__WRITTEN EXERCISE A__: Check each statement against the Hamilton parallelization discussion: (i) the author says flattening to one Parallelizable loses parallelization benefits for the product_line level; (ii) the author calls the proposal fully worked out; (iii) isolating an individual Parallelizable path was earlier marked "not planned". Give yes or no for each and quote the words from the discussion that settle it.
__WRITTEN EXERCISE B__: Pick up the Hamilton parallelization discussion at its last line and keep writing it.

__DOCUMENT EXTRACT__:
* BEGIN *

Parallelization Enhancement Ideas #1412

ArtinSarraf · 2025-10-21T07:59:45Z

ArtinSarraf
Oct 21, 2025

Hi, as I've been working with the Parallelizable/Collect capabilities of Hamilton I've come across a couple limitations that I am having trouble finding adequate workarounds for. I have some ideas that could address these that I would like to discuss with the Hamilton team.

The limitations:

Nested Parallelizable - something like this does not work:

def product_line() -> Parallelizable[str]:
    return ['Cars', 'Trucks']

def product(product_line: str) -> Parallelizable[str]:
    return {'Cars': ['Camry', 'Corolla'], 'Trucks': ['Tacoma', 'Tundra']}[product_line]

def product_data(product_line: str, product: str) -> int:
    return len(product_line + product)

def product_line_data(product_data: Collect[int]) -> int:
    return sum(product_data)

def all_data(product_line_data: Collect[int]) -> int:
    return sum(product_line_data)

The workaround that I considered was flattening to just one Parallelizable that returns a tuple of (product_lineX, productY), but this is no good because then combining/processing the data will need to be done for both levels in one function (all_data). This means you lose the parallelization benefits for the product_line level (in this simple case it's negligible, but not in all real world cases), and also the logic in all_data becomes more complicated as it must now be responsible for parsing/processing multiple levels.

Isolate Individual Parallelizable Path - previously discussed here as "not planned". However, I would request reopening discussion on this given the context of the suggestions in this thread.
Parallel Execution: KeyError: 'key df not found in cache' #1029

The workaround I considered here was something like this:

def product() -> Parallelizable[str]:
    return ['Hat', 'Shirt', 'Shoes']

def product_data(product: str) -> Tuple[str, int]:
    return (product, len(product))

def all_data_raw(product_data: Collect[Tuple[str, int]]) -> Dict[str, int]:
    return {product: pd for product, pd in product_data}

def all_data(all_data_raw: Dict[str, int]) -> int:
    return sum(all_data_raw.values())

def main(all_data: int, all_data_raw: Dict[str, int]) -> Tuple[int, int]:
    return (all_data, all_data_raw['Hat'])

This pattern will give you the desired combined result (all_data), and also a result indexed by individual path result (all_data_raw) that you can slice from. However, this breaks down in a few ways. (1) You need to pass around a tuple containing the info that the path is parameterized on, through each function. (2) This will not allow you to access intermediate results in the path, only the terminal node result, which is not necessarily the specific path result you want. (3) If you only ever want a specific path result and not the others, you'll still need to compute all the others, resulting in wasted compute (or alternatively you could reconfigure your driver to avoid this, but that also adds complexity).

Proposal:

The idea is still rough and not fully fleshed out, but what I would propose is a new additional syntax for defining parallizable paths. I think it's best if I start with a simple example to illustrate the idea:

#################################################

# Existing Hamilton API
 
def product() -> Parallelizable[str]:
    return ['Hat', 'Coat', ...]
 
def product_cost_raw(product: str) -> int:
    return len(product)

* END *

__DATASET SECTION__:
* BEGIN *

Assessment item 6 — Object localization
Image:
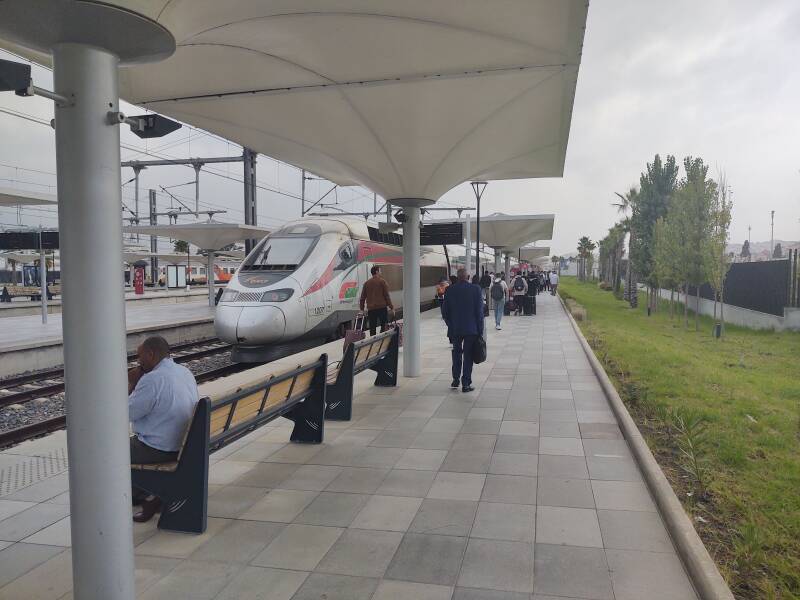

* END *

__WRITTEN RESPONSE A__:
(i) Yes: "This means you lose the parallelization benefits for the product_line level"
(ii) No: "The idea is still rough and not fully fleshed out"
(iii) Yes: "Isolate Individual Parallelizable Path - previously discussed here as "not planned"."

__WRITTEN RESPONSE B__:
 
def product_cost(product_cost_raw: int) -> int:
    return product_cost_raw + 1
 
def total_cost_raw(product_cost: Collect[int]) -> int:
    return sum(product_cost)
 
def total_cost(total_cost_raw: int) -> int:
    return total_cost_raw + 1
 
driver = driver.Builder()…
driver.execute(['total_cost'])

#################################################

# Proposed Additional API - add driver and parallelized parameter as argument for parallelized path functions
 
def product_cost_raw(driver, product: str) -> int:
    return len(product)
 
def product_cost(driver, product: str) -> int:
    return driver.call('product_cost_raw', product=product) + 1
 
def total_cost_raw(driver) -> int:
    # parallelization happens here as a regular for loop
    product_costs = [driver.call('product_cost', product=product) for product in ['Hat', 'Coat', ...]]
    product_costs = Collect[int](product_costs)
    return sum(product_costs)
 
def total_cost(total_cost_raw: int) -> int:  # remains the same
    return total_cost_raw + 1
 
driver = driver.Builder()…
driver.execute('total_cost')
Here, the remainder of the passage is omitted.